● TEXT SEGMENT:
-------

CONCORD -- Although nearly five years have passed, Capt. Chesley "Sully" Sullenberger III is continuously reminded of the traumatic time when he landed a plane in the middle of New York City's Hudson River.
"It's still something I think about every day," he said.
Fortunately, no one lost their lives on Jan. 15, 2009, when birds struck both engines during US Airways Flight 1549. But for a few local law enforcement officers and firefighters that has not always been the case.
When tragedy occurs in the line of duty, the One Hundred Club of Contra Costa County quietly steps in, bestowing a check upon the surviving spouse and depositing funds annually into their children's college accounts.
"The whole world stops, but the bills need to be paid, the kids need to go school," said Chris Wenzel, the former Danville police chief who serves as the club's vice president. "That's what we're here to support." The organization will feature Sullenberger, a Danville resident, as the guest speaker for its annual dinner Oct. 24 in Concord. Club Treasurer Marvin Remmich said Sullenberger was a natural choice because he is well known and has a community connection.
"We try to always have a local flavor," he said.
Sullenberger, who has written two books since the incident and gives numerous presentations a year to groups ranging from nuclear power plant workers to educators, will discuss the landing and how many of the aviation safety principles he champions are widely relevant to other public and private sectors.
"I have a greater voice for important things I've cared about my whole life," he said.
The all-volunteer club chapter, which was founded in 1984 and includes more than 700 members who pay annual dues, is one of about 120 autonomous similar organizations throughout the country.

-------

● EXERCISE SET:
- a) In the article about the One Hundred Club of Contra Costa County, in what year was the club chapter founded?
- b) List every person the article about the One Hundred Club names.
- c) Reproduce the stretch of the One Hundred Club article from "When tragedy occurs" through "a community connection.".

-------

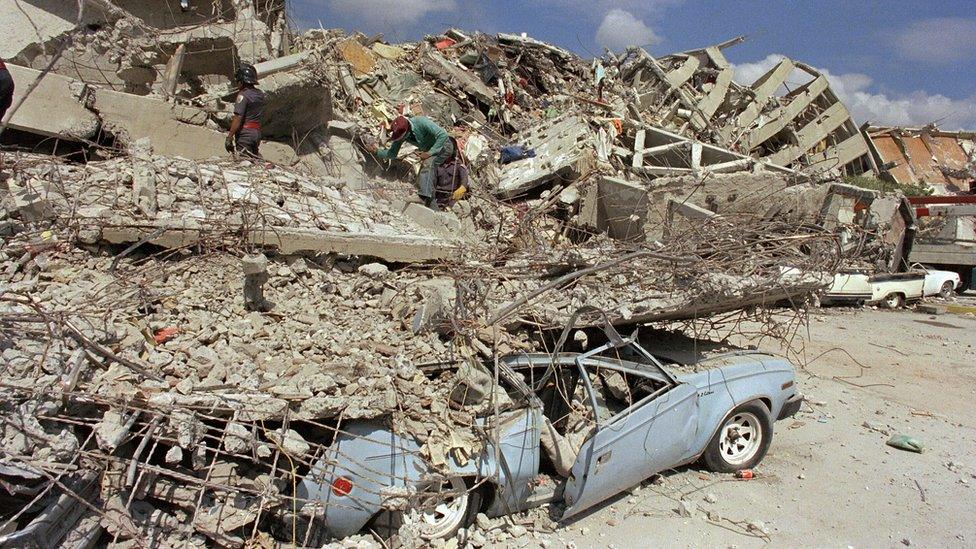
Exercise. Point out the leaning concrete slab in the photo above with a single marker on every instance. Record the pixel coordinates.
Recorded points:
(53, 108)
(174, 130)
(401, 248)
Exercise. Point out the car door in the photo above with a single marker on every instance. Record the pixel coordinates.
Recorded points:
(648, 437)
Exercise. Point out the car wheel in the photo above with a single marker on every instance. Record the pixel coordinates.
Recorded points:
(893, 301)
(741, 441)
(945, 292)
(449, 507)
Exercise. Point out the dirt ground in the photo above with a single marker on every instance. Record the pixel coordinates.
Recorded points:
(829, 480)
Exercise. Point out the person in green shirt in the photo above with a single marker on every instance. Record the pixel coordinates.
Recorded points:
(434, 145)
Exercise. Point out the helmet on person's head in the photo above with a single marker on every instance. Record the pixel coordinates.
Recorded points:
(399, 128)
(246, 74)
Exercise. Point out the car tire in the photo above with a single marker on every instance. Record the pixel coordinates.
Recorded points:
(445, 518)
(893, 301)
(945, 292)
(732, 449)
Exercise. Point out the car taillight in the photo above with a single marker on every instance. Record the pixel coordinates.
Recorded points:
(341, 486)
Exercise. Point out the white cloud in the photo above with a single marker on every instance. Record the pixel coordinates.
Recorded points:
(620, 29)
(940, 40)
(865, 105)
(392, 12)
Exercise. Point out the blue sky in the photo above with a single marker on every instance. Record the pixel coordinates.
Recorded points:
(895, 62)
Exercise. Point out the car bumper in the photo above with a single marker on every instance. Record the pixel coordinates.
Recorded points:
(790, 407)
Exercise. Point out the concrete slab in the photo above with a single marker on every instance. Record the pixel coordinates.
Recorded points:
(397, 248)
(281, 64)
(560, 148)
(25, 23)
(174, 130)
(55, 94)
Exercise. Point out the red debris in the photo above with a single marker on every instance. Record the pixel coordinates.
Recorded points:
(163, 335)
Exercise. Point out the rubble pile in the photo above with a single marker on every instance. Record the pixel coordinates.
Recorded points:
(184, 333)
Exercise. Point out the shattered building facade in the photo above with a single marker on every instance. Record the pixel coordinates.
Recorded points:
(184, 333)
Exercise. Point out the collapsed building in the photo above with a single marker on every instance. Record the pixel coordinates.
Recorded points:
(184, 333)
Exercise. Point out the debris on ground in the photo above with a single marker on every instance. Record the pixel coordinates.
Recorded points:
(184, 333)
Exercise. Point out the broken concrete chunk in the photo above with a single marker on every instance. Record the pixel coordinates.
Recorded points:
(290, 442)
(255, 268)
(111, 430)
(174, 455)
(375, 270)
(355, 54)
(32, 205)
(237, 439)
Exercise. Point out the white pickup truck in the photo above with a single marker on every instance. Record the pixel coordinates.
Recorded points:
(890, 290)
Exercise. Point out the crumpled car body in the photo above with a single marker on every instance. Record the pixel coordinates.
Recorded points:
(668, 421)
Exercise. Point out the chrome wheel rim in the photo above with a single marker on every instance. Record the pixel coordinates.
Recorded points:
(741, 438)
(438, 516)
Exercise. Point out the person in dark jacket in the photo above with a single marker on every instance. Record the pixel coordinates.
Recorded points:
(6, 90)
(245, 128)
(435, 146)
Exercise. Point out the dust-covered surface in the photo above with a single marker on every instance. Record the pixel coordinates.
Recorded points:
(829, 479)
(186, 333)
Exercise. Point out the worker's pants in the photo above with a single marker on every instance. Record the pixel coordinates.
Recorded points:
(248, 141)
(6, 92)
(428, 173)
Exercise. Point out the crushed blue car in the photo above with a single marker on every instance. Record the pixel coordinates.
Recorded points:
(596, 422)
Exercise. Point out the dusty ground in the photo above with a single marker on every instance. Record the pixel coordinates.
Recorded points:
(828, 479)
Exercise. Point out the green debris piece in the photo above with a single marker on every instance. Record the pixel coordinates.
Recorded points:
(905, 442)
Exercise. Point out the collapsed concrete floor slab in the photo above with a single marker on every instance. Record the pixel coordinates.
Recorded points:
(178, 324)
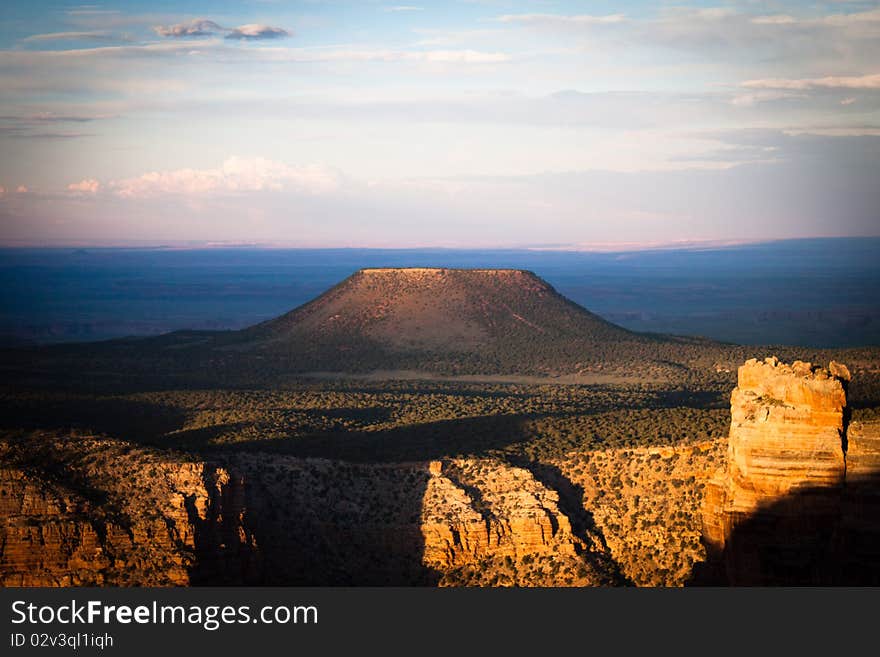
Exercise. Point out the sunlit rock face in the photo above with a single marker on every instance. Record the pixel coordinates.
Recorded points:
(797, 501)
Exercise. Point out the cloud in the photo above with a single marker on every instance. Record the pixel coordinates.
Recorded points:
(384, 55)
(763, 96)
(871, 81)
(235, 175)
(255, 31)
(203, 27)
(87, 186)
(560, 19)
(777, 19)
(197, 27)
(75, 36)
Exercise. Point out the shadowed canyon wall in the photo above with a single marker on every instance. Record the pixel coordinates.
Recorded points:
(93, 511)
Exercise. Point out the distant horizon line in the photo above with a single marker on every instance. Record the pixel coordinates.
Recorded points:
(576, 247)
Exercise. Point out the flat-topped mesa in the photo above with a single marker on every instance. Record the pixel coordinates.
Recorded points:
(433, 275)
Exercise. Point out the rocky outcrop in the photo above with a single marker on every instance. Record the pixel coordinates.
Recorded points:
(796, 503)
(476, 509)
(131, 516)
(94, 512)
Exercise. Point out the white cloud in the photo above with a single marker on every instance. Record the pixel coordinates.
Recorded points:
(831, 82)
(201, 27)
(777, 19)
(197, 27)
(757, 97)
(87, 186)
(235, 175)
(560, 19)
(74, 36)
(254, 31)
(302, 55)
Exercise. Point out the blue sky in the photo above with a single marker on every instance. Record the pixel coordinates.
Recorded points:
(458, 123)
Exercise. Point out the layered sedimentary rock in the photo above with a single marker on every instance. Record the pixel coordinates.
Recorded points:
(103, 515)
(796, 503)
(93, 511)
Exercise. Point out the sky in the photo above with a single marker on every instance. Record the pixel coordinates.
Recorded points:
(462, 123)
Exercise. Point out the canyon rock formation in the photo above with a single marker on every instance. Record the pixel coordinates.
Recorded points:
(797, 501)
(95, 511)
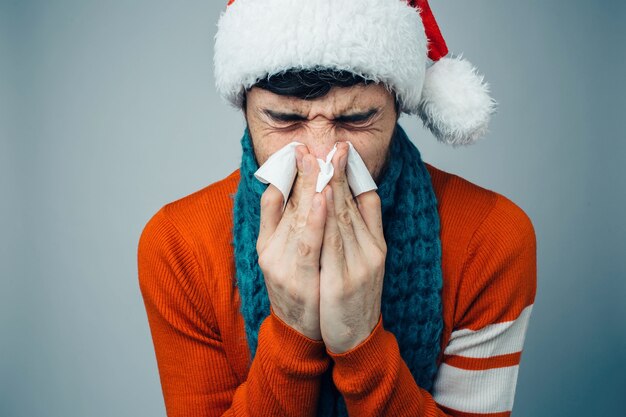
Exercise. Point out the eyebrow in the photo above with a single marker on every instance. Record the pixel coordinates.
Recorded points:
(344, 118)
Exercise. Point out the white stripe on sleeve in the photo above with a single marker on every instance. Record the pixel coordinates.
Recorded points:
(492, 340)
(489, 391)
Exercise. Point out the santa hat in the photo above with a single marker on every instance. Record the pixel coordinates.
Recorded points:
(395, 42)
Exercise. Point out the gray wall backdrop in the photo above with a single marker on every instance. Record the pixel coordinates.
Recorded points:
(108, 111)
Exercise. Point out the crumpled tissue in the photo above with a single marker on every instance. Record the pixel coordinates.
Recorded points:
(280, 170)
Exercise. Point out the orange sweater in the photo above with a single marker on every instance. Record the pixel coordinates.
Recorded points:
(187, 275)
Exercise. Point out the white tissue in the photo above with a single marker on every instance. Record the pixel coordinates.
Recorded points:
(280, 170)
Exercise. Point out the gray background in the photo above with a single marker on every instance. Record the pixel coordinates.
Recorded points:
(108, 111)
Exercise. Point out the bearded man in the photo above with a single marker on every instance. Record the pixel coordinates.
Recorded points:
(362, 280)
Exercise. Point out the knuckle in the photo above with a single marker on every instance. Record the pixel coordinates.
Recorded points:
(291, 204)
(336, 242)
(344, 217)
(304, 249)
(349, 200)
(269, 199)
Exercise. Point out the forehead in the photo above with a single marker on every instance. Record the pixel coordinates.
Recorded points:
(339, 100)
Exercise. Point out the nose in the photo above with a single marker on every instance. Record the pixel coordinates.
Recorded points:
(321, 141)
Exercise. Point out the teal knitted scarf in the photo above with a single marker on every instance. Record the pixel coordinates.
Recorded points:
(411, 299)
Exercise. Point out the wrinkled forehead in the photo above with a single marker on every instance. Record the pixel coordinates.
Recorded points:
(339, 100)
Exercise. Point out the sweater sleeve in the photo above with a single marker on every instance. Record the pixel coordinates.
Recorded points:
(478, 374)
(196, 376)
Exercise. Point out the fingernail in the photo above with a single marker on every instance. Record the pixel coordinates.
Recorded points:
(317, 201)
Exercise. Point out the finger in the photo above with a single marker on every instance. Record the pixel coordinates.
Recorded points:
(371, 211)
(332, 256)
(271, 213)
(309, 245)
(297, 186)
(310, 170)
(295, 215)
(345, 210)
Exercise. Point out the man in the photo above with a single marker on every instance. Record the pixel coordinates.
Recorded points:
(409, 300)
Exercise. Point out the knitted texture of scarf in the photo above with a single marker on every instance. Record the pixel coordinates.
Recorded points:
(411, 300)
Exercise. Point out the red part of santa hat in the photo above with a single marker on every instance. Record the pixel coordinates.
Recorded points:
(381, 40)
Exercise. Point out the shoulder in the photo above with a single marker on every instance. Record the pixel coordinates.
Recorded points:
(201, 220)
(470, 213)
(488, 252)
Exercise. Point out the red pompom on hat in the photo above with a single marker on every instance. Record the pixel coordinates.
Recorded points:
(395, 42)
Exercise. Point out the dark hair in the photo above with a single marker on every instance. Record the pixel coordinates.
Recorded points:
(309, 84)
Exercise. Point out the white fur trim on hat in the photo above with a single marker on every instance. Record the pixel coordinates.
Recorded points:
(380, 40)
(455, 104)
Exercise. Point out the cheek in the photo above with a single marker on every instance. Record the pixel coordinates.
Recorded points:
(373, 151)
(267, 144)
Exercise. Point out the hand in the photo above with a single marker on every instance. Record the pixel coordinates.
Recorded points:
(289, 246)
(352, 262)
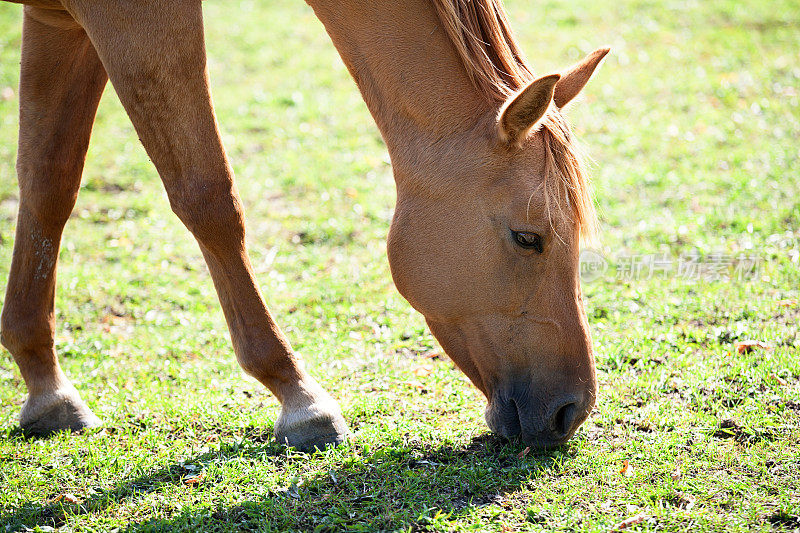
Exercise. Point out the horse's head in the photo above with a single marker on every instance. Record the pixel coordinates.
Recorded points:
(484, 243)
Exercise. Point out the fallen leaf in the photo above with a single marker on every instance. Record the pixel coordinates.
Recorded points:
(195, 479)
(750, 345)
(685, 501)
(632, 521)
(422, 370)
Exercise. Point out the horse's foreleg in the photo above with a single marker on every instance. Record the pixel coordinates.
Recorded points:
(60, 85)
(155, 56)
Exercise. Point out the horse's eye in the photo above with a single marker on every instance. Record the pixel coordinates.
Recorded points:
(528, 240)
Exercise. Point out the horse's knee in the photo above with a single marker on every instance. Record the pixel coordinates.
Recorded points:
(210, 209)
(48, 188)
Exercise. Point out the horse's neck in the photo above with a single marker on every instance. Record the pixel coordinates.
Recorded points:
(407, 69)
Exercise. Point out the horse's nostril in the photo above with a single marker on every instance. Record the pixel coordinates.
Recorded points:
(563, 419)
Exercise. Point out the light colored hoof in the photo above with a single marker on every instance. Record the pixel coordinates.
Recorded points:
(316, 425)
(55, 411)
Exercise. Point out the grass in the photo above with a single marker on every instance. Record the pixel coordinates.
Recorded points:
(693, 123)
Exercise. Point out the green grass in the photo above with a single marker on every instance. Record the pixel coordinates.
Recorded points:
(693, 123)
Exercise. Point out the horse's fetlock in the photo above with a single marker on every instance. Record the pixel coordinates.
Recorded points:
(20, 334)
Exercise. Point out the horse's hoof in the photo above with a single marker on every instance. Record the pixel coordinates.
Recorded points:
(62, 409)
(317, 426)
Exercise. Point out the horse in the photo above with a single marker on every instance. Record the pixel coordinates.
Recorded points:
(492, 199)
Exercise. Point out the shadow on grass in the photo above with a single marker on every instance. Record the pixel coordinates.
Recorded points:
(398, 486)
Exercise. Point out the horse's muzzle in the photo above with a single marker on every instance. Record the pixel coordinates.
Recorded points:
(542, 422)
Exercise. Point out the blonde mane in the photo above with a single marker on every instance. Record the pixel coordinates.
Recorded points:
(481, 34)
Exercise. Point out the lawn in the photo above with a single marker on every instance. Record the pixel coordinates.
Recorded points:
(693, 124)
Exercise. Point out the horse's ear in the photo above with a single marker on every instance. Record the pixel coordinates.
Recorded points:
(574, 79)
(522, 111)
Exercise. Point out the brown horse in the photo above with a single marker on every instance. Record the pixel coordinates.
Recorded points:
(491, 200)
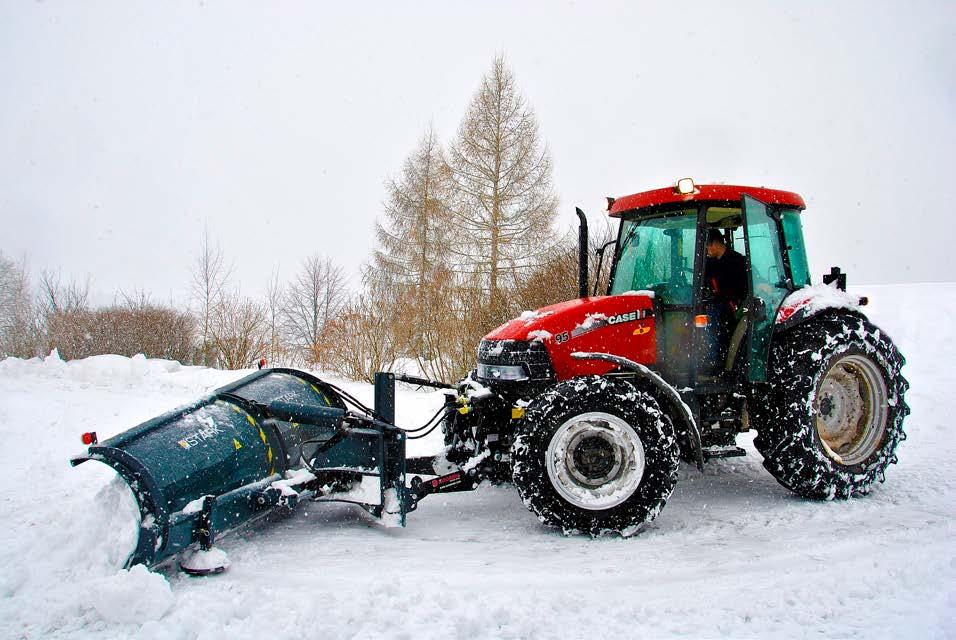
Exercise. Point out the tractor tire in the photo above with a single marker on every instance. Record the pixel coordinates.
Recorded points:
(595, 455)
(833, 416)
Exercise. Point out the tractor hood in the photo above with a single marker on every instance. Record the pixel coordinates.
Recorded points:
(622, 325)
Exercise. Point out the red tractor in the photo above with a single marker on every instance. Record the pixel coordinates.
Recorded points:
(588, 405)
(710, 328)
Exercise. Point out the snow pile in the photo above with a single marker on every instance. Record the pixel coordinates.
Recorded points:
(110, 370)
(136, 595)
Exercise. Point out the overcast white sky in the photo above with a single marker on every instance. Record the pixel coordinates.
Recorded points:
(125, 127)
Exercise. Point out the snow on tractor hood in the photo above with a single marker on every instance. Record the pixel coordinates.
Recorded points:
(621, 324)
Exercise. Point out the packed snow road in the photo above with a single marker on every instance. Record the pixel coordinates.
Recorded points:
(732, 555)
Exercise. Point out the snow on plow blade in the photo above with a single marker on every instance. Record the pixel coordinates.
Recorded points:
(264, 441)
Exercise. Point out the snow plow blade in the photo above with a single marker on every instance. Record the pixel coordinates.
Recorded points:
(267, 440)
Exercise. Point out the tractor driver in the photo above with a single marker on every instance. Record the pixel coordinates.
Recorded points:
(726, 271)
(726, 274)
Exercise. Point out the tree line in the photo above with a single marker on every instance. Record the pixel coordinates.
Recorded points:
(466, 240)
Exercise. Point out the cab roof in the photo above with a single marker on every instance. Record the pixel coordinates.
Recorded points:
(718, 192)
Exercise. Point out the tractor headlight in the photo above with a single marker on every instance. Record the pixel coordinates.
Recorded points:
(502, 372)
(685, 186)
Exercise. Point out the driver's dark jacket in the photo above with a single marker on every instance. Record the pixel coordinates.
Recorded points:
(727, 276)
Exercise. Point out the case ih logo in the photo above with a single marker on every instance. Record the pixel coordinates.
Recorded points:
(199, 436)
(598, 321)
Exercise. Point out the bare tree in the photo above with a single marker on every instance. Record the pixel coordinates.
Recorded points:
(239, 332)
(17, 326)
(502, 183)
(274, 301)
(312, 299)
(136, 327)
(360, 340)
(210, 276)
(57, 296)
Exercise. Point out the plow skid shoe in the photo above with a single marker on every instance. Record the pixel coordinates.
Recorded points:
(259, 443)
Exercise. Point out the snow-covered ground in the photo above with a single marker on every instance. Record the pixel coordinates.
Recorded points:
(732, 555)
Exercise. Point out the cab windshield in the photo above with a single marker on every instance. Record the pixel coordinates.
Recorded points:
(657, 254)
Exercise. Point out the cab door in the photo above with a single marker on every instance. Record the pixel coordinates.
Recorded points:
(769, 282)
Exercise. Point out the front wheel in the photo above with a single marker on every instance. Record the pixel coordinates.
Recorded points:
(595, 455)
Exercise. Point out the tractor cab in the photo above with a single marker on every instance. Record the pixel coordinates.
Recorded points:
(706, 340)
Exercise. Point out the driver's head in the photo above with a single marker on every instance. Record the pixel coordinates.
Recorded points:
(716, 244)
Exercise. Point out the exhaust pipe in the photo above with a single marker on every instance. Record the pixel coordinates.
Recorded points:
(582, 254)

-------

● SOLUTION SET:
- a) 1984

- b) Chesley "Sully" Sullenberger III, Chris Wenzel, Marvin Remmich

- c)
When tragedy occurs in the line of duty, the One Hundred Club of Contra Costa County quietly steps in, bestowing a check upon the surviving spouse and depositing funds annually into their children's college accounts.
"The whole world stops, but the bills need to be paid, the kids need to go school," said Chris Wenzel, the former Danville police chief who serves as the club's vice president. "That's what we're here to support." The organization will feature Sullenberger, a Danville resident, as the guest speaker for its annual dinner Oct. 24 in Concord. Club Treasurer Marvin Remmich said Sullenberger was a natural choice because he is well known and has a community connection.